= Beginning of Section =

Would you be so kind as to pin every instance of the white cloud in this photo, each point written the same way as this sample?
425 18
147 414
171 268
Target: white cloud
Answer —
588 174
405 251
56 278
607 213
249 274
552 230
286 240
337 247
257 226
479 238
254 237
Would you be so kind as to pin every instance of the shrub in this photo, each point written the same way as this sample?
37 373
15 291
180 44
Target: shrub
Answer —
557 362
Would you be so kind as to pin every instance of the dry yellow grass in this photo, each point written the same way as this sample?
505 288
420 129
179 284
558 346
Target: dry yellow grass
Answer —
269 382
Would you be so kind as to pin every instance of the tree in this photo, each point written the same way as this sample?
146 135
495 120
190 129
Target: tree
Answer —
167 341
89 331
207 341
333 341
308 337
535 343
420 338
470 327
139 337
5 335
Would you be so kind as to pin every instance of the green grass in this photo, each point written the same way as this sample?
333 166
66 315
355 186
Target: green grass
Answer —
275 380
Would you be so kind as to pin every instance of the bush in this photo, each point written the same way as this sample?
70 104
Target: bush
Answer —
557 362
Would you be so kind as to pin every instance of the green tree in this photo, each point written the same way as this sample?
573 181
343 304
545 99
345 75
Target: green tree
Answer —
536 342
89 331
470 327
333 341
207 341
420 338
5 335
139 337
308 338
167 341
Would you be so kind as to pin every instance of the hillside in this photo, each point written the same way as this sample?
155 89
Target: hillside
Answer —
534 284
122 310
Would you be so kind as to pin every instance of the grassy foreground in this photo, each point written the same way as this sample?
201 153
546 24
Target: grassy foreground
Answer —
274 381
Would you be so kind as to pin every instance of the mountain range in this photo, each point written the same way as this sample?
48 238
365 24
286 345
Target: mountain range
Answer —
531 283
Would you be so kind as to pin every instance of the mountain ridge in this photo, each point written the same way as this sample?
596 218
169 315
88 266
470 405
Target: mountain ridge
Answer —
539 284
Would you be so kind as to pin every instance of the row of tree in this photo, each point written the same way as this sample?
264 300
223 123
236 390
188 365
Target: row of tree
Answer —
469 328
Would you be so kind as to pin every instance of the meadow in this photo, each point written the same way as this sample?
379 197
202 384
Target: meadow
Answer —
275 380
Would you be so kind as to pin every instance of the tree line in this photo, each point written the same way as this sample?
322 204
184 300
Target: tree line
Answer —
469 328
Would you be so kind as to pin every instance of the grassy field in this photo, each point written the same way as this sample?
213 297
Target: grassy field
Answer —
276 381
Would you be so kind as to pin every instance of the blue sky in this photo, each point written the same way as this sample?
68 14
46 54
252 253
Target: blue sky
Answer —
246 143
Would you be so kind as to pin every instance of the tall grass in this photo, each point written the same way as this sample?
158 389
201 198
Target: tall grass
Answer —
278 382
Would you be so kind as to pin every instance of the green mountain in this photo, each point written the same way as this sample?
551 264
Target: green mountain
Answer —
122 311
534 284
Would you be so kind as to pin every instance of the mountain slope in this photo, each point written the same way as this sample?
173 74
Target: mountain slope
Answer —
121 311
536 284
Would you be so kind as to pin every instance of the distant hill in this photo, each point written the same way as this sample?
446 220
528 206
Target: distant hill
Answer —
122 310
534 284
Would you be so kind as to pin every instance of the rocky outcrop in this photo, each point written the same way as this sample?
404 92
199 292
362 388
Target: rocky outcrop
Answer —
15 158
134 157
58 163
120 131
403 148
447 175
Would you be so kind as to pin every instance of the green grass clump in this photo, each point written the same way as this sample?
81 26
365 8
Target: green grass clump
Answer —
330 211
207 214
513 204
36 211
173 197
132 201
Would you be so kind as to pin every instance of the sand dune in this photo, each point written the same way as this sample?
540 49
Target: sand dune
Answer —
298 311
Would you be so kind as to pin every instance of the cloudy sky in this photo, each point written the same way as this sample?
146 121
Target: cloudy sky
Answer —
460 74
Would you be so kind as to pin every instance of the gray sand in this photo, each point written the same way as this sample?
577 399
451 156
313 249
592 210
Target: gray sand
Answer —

= End of Section =

▶ [Activity]
Print the entries exactly. Include every one.

▶ [Task response]
Would you be so kind as to pin every instance of the white cloud in this photo, each point written the same way as this sample?
425 18
147 414
171 268
Target: white cloud
Answer —
588 174
405 251
56 278
607 213
249 274
552 230
286 240
337 247
257 226
479 238
254 237
Would you be so kind as to pin every instance of the shrub in this photo, each point written the same way as this sample?
37 373
15 291
180 44
Target: shrub
Answer —
557 362
Would you be so kind as to pin every instance of the dry yellow grass in this photo, each point written the same way as this sample?
505 288
420 129
179 284
558 346
Target: dry yellow grass
Answer —
269 382
Would you be so kind as to pin every instance of the tree in this photo, each point written the same way as this sample?
146 135
495 120
190 129
Target: tree
Answer —
167 341
89 331
207 341
333 341
308 337
535 343
420 338
470 327
139 337
5 335
Would you be so kind as to pin every instance of the green grass in this photo, each point written the same way as this sample?
333 166
66 315
355 186
Target: green grass
Answer —
275 380
Would you be so kind as to pin every instance of the bush in this photo, each point written the same way as this sample?
70 104
Target: bush
Answer —
557 362
Would you be so kind as to pin every instance of the green tree in this photo, each point written the same way as this sample?
573 181
343 304
545 99
345 75
Target: green tree
Answer —
536 342
89 331
470 327
333 341
207 341
420 338
5 335
139 337
308 338
167 341
Would you be so kind as to pin every instance of the hillside in this photo, each point written the same way as this sample?
155 89
Target: hillside
Answer —
534 284
122 310
Would you be so kind as to pin every instance of the grassy foreground in this photo, each point written the same way as this sample?
201 153
546 24
Target: grassy foreground
Answer —
274 381
Would you be so kind as to pin every instance of the mountain range in this photo, each point written the same way as this sample?
48 238
365 24
286 345
Target: mountain range
Answer —
531 283
Would you be so kind as to pin every instance of the mountain ridge in this photo, each point written the same way as this sample?
596 218
169 315
88 266
470 405
Target: mountain ridge
Answer —
539 284
Would you be so kind as to pin every instance of the row of tree in this photo, each point written the same way as this sample?
264 300
223 123
236 390
188 365
Target: row of tree
Answer —
469 328
Would you be so kind as to pin every instance of the meadow in this photo, each point written the same way as this sample?
379 197
202 384
Target: meadow
Answer —
275 380
Would you be so kind as to pin every instance of the tree line in this photo, each point written the same way as this sample?
322 204
184 300
Target: tree line
Answer —
469 328
Would you be so kind as to pin every instance of the grassy field in this photo, each point written the same way as this sample?
213 297
Target: grassy field
Answer —
276 381
Would you be so kind as to pin every instance of the blue sky in this photo, each point written the same way as this sample?
68 14
46 54
252 253
Target: blue sky
Answer —
246 143
Would you be so kind as to pin every instance of the tall grass in this photo, each point written the same way as this sample?
158 389
201 198
Target: tall grass
Answer —
278 382
Would you be so kind as to pin every instance of the green mountain in this photo, each point written the same way as this sample?
551 264
Target: green mountain
Answer —
122 311
534 284
Would you be so kind as to pin every instance of the mountain slope in this photo, each point written the same way as this sample?
173 74
Target: mountain slope
Answer —
121 311
536 284
Would you be so kind as to pin every instance of the distant hill in this photo, each point written the same way as this sample?
446 220
528 206
Target: distant hill
Answer —
122 310
534 284
Would you be so kind as to pin every instance of the rocky outcrop in this photo, each point written the same way as this sample?
404 92
199 292
362 388
Target: rocky outcrop
Answer —
15 158
134 157
58 163
120 131
403 148
447 175
Would you be so kind as to pin every instance of the green grass clump in this photo, each point written the same way as this sample?
81 26
365 8
Target: green grass clump
Answer —
330 211
207 214
513 204
36 211
173 197
132 201
Would you be so kind as to pin every instance of the sand dune in this photo, each point written the same way as this sample?
540 49
Target: sand dune
Answer —
298 311
Would you be so kind as to pin every instance of the cloudy sky in this photo, each point written the same way as this sample?
146 121
Target: cloudy sky
Answer —
460 74
Would you be so kind as to pin every instance of the gray sand in this photo, each point written the same way as this sample?
577 399
451 156
313 249
592 210
Target: gray sand
Answer —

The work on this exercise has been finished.